> [Goal] Can you reproduce every record below, requests included, rescaling each x and y coordinate in the answers by 0.35 and rounding to whole numbers with halves going up? Leave the pictures out.
** start of Input **
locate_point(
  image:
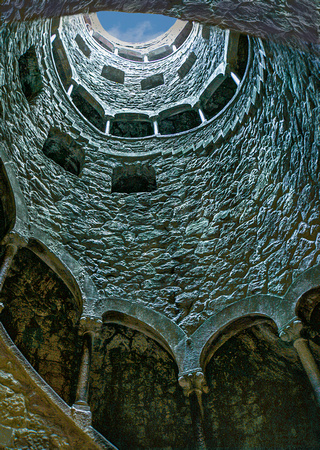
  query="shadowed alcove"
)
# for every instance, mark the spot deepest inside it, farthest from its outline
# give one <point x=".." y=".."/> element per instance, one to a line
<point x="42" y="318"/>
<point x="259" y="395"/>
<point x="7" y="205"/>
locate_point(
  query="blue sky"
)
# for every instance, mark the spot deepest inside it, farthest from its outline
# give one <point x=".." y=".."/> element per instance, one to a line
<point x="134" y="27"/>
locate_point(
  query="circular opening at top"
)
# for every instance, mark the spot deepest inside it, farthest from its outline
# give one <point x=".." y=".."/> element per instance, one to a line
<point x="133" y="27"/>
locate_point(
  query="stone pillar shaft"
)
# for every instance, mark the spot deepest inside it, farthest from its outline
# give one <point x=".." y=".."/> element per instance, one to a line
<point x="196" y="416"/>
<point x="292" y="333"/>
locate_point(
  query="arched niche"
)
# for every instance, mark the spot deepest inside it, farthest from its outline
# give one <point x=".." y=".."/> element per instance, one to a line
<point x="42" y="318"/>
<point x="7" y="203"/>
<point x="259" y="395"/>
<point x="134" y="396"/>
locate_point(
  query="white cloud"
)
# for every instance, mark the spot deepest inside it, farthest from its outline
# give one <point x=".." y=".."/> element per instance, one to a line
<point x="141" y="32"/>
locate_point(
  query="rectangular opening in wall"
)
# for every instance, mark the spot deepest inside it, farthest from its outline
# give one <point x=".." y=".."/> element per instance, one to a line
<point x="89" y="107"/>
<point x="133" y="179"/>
** end of Input **
> [Answer to this task]
locate_point(
  image:
  query="shadowed alcove"
)
# for every instance, mark the spot deepest inside it, farthest from its outline
# give one <point x=".." y=".."/> element per instance, one to a line
<point x="15" y="111"/>
<point x="91" y="138"/>
<point x="2" y="72"/>
locate_point(
  query="blue sky"
)
# for every instance, mark the spot deepest inside it, farthest from its outline
# give one <point x=".." y=".."/> element per instance, one to a line
<point x="47" y="9"/>
locate_point(
  query="circular opening at top"
)
# for every instance, mark the spot deepest inside it, farthest from its outline
# give one <point x=".." y=".."/> element per instance, one to a line
<point x="47" y="9"/>
locate_point(
  query="stone pillar shaft"
)
# for every instance, mark the spot deepest inside it, farthest from its outline
# give one <point x=".." y=".."/> element per instance, one to a line
<point x="69" y="146"/>
<point x="102" y="117"/>
locate_point(
  query="arched niche"
)
# for every instance, mark the spot deepest inside it, farthest from its outline
# give one <point x=".." y=".."/> element per instance, one to a line
<point x="15" y="111"/>
<point x="2" y="71"/>
<point x="91" y="138"/>
<point x="47" y="139"/>
locate_point(
  query="white cloud"
)
# for every instance, mark the spot deepest inside it, farthest from its outline
# give one <point x=".." y=".."/> element per instance, one to a line
<point x="49" y="11"/>
locate_point(
  query="rectangular opening in wall"
)
# for every instance, mark the spot deepest inside it, farthest from its outline
# give one <point x=".." y=".."/> element per instance, one to a line
<point x="31" y="37"/>
<point x="47" y="63"/>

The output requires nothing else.